• **SELECTED TEXT**:
__________
‘Two genders that fit all’

Queering gender in fashion

Both queer activism and theorizing are counting almost four decades of problematizing gender as a social construction, an elaborate myth that pulls the strings of our lives in a series of roles, performances, and expectations. Well, queer fashion in its majority seems that it didn’t get the memo in time! 

On the one hand, queer has always been an integral part of and a driving force behind mainstream fashion by undermining playfully the rigid gender stereotypes regarding clothing. According to the her-story of modern fashion, it all started with what a hundred years ago was called androgynous look, and it was none other than a Coco Chanel who revolutionized womenswear by bringing together menswear materials and austere, sleek, and comfortable silhouettes.

Deconstructing the Victorian ‘feminine’ look of the period just before the World War I, she radically reshaped the female body by introducing the first women’s pantsuits, responding in her own way to the women’s liberation and the suffragette movement that was gaining momentum at the time. 

This gender-neutral aesthetic has continued to resonate throughout fashion history under different names. For example, in the midst of Counterculture movements of the 60s and 70s, unisex clothes have become fashionable for a time. Just remember the iconic gender-blurring look of David Bowie.
__________
• **TASKS TO PERFORM**:
A: According to the text on queering gender in fashion, what did Coco Chanel introduce when she reshaped the female body?
B: The text on queering gender in fashion describes gender as a myth that pulls the strings of our lives in a series of things. List every item in that series.
C: Reproduce the passage of the text on queering gender in fashion starting with "On the one hand, queer" and going on through "at the time.".

• **DATA ROWS**:
__________
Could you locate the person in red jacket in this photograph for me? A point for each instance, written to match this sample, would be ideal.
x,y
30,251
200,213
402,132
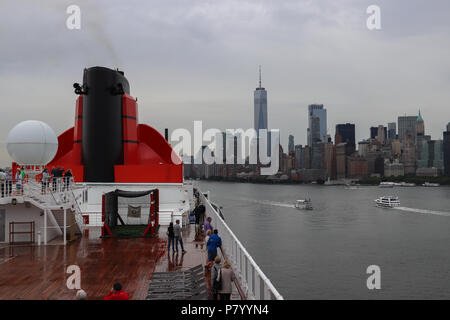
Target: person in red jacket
x,y
117,293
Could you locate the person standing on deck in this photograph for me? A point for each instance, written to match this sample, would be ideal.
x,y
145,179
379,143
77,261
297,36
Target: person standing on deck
x,y
213,243
117,293
227,279
2,183
177,233
216,274
67,176
18,182
170,237
208,225
44,180
9,182
81,295
53,173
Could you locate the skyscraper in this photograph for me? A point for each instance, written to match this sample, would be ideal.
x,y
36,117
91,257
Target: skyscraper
x,y
317,129
345,133
420,135
446,147
407,124
260,113
392,130
291,144
373,132
260,107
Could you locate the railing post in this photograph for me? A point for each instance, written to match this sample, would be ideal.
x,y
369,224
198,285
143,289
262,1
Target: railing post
x,y
65,224
45,226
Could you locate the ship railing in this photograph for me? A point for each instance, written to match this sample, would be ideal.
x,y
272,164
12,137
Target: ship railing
x,y
254,282
8,189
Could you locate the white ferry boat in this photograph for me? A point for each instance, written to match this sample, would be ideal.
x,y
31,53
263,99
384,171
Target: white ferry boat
x,y
429,184
386,184
406,184
387,202
304,204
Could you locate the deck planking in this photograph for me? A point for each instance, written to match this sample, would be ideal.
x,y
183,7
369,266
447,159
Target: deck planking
x,y
39,272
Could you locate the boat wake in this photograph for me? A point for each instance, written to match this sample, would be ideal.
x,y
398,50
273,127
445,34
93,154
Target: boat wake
x,y
271,203
424,211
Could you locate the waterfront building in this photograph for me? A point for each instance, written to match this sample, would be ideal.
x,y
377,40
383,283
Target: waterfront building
x,y
330,161
381,134
407,124
396,148
341,161
307,157
420,135
373,132
431,154
346,133
260,120
408,156
357,167
308,175
317,129
299,157
317,155
393,169
392,131
372,155
428,172
363,148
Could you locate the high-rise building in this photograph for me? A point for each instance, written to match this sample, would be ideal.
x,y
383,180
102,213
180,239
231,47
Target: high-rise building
x,y
407,124
260,113
317,128
381,134
260,106
446,147
341,161
299,157
345,133
330,161
392,131
317,155
373,132
408,155
420,135
291,145
363,148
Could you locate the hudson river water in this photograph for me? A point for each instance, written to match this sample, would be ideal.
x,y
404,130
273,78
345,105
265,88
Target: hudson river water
x,y
324,253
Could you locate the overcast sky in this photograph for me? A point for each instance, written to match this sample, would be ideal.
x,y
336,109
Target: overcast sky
x,y
192,60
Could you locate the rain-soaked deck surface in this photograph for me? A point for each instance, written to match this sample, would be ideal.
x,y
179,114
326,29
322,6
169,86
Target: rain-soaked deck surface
x,y
39,272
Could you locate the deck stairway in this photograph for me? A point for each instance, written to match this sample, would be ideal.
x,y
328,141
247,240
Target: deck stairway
x,y
54,202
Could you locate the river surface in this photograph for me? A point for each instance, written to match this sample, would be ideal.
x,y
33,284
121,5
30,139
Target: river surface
x,y
324,253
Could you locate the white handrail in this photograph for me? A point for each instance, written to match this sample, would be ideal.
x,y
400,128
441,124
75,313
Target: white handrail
x,y
251,275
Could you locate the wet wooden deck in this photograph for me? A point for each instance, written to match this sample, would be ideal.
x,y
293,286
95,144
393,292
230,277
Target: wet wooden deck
x,y
39,272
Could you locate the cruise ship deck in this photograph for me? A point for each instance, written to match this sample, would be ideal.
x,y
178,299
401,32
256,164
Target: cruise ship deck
x,y
34,272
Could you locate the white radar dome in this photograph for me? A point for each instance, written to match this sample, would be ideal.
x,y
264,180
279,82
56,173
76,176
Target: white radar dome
x,y
32,143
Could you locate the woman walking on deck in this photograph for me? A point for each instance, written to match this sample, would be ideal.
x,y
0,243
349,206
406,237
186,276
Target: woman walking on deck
x,y
170,237
227,279
216,278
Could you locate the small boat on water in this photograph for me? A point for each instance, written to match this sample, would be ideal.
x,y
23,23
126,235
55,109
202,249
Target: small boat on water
x,y
387,202
304,204
406,184
386,184
428,184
__________
• **TASK-BY-TASK SOLUTIONS**:
A: She introduced the first women's pantsuits.

B: roles, performances, expectations

C:
On the one hand, queer has always been an integral part of and a driving force behind mainstream fashion by undermining playfully the rigid gender stereotypes regarding clothing. According to the her-story of modern fashion, it all started with what a hundred years ago was called androgynous look, and it was none other than a Coco Chanel who revolutionized womenswear by bringing together menswear materials and austere, sleek, and comfortable silhouettes.

Deconstructing the Victorian ‘feminine’ look of the period just before the World War I, she radically reshaped the female body by introducing the first women’s pantsuits, responding in her own way to the women’s liberation and the suffragette movement that was gaining momentum at the time.